## Exercise prompt
Wherever a line in the records contains the word "Target", return that line.

## Information shown
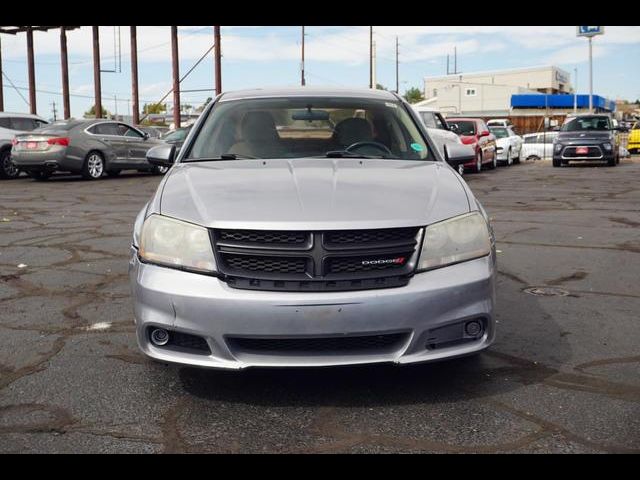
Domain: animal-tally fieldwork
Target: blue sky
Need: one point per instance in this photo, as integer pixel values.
(255, 56)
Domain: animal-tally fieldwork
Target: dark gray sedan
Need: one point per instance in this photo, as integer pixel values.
(88, 147)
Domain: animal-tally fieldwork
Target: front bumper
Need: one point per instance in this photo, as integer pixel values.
(206, 306)
(56, 158)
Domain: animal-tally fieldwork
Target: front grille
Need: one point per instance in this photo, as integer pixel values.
(252, 263)
(367, 237)
(572, 152)
(260, 237)
(355, 344)
(315, 261)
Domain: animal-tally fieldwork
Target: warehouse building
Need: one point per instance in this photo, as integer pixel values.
(489, 93)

## Expected output
Target: blue sky
Target: dark gray sedan
Target: front bumper
Target: front grille
Target: warehouse building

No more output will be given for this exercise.